◆ Written request ◆
Write out every line of the items below as a JSON list of strings, with one string per line and any blank lines left out.

---+---

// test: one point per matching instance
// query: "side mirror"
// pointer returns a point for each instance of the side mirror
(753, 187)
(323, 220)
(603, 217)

---+---

◆ Task result ◆
[
  "// test: one point per matching instance",
  "// query: \"side mirror\"",
  "// pointer returns a point for each instance of the side mirror",
  "(753, 187)",
  "(323, 220)",
  "(603, 217)"
]